╭──

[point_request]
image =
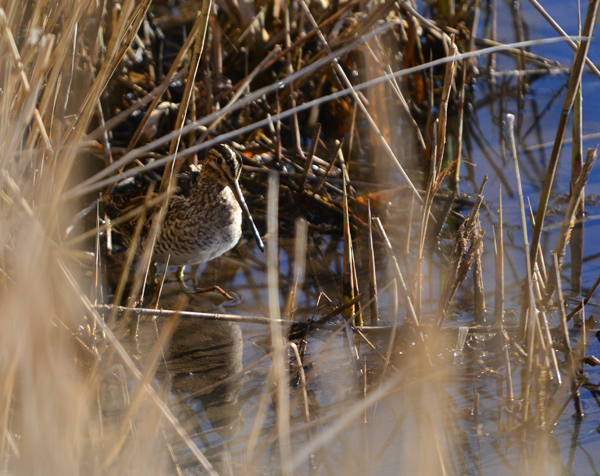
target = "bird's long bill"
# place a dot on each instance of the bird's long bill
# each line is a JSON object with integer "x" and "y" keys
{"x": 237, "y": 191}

╰──

▸ **Exercise**
Please repeat every line of the records above word for word, leaving out the pictures.

▸ **Final result**
[point_request]
image =
target = "bird's long bill"
# place a dot on each instance of the bird's long bill
# each line is a JSON object with integer "x" and "y" keys
{"x": 237, "y": 191}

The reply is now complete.